EXERCISE REQUIREMENTS:
1/ In the passage on supervision, list every verb naming something the supervisee is said to have it in them to do to their practice delivery.
2/ Reproduce the passage on supervision from "In short, the" to "not all it is.".
3/ Resume the passage on supervision after its last sentence.

Within this very general definition of what supervision is (and is not) the practice can be refined in different ways according to aims and contexts, but essentially the work of supervision is focused on the interrogation of practice, which can take place no matter how much or how little experience one might have; it is not limited to those in training or structured education.
When all is said and done supervision concentrates on the development and perfecting of practice, the professional activity of the practitioner. Given this it is pragmatic, which does not preclude aims to support, but this is not starting from a deficit assumption about the supervisee; what is being supported is a postulation of asset – that the supervisee has it in them to maintain, refine, progress and/or better their practice delivery with appropriate supervision.
In short, the major outcome of supervision is the development of professional judgement as a foundation of innovation, sharpening, enhancing and improving the functioning of the supervisee and so the offer, capacity and operation of their organisation. It functions to generate the making of sound and responsible decisiona about how we approach and interact with other people’s children. As such it is a form of quality assurance, but that is not all it is.

[Entries from a point annotation set]
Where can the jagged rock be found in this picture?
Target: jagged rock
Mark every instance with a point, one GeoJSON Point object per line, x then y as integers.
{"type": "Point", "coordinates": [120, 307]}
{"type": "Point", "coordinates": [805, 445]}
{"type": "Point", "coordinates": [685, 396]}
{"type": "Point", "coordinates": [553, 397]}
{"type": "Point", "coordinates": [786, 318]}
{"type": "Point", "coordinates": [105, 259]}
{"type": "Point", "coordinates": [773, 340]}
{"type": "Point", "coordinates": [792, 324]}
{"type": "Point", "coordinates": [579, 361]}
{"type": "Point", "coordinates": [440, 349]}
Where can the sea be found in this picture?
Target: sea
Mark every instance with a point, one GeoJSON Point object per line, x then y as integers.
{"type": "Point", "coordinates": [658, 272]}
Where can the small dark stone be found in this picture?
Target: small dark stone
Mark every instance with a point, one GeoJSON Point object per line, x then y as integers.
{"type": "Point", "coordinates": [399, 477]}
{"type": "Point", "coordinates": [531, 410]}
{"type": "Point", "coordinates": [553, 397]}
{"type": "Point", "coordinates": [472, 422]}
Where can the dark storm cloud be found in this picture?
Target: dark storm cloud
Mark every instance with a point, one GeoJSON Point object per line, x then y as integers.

ANSWERS FOR THE EXERCISE:
1/ maintain, refine, progress, better

2/
In short, the major outcome of supervision is the development of professional judgement as a foundation of innovation, sharpening, enhancing and improving the functioning of the supervisee and so the offer, capacity and operation of their organisation. It functions to generate the making of sound and responsible decisiona about how we approach and interact with other people’s children. As such it is a form of quality assurance, but that is not all it is.

3/
This said, more generally supervision should promote learning, considered action and, within realistic boundaries, facilitate reflective practice, as distinct from stoking the imagination into fantasy, acceptance of bias, or overly subjective analysis of experience. The process is aimed at underpinning client safety, well-being and care, which allows for, forwards and confirms the effective and efficient achieving and/or realising of agency aims, professional objectives conduct and attitudes, desired outcomes, goals and purposes. Supervision grounds, informs, shapes consolidates and advances policy, while emphasizing ethical and moral service delivery.
The use of supervision
While supervision gives the task to the supervisee to develop their own conclusions and solutions, the supervisor has an underlying educational and advice function, especially in terms of the supervisee’s expectation of a duty of care and the expectation of a duty of care by the supervisee’s clients.
Usually supervision encompasses three provinces:
- Particular incidents, issues or cases
- Situations or contexts (physical workplace and networks, including frustrations with and emotional responses to the same)
- Career considerations.
The latter can encompass such areas as further training, conditions of work, career prospects and career aspirations, retirement, perceptions about how to manage and delegate work.
Sometimes two or all three of these provinces might be touched on in one supervision session. When supervision has an educational emphasis the direction of the encounter is (relatively) more clearly defined in relation to the above areas.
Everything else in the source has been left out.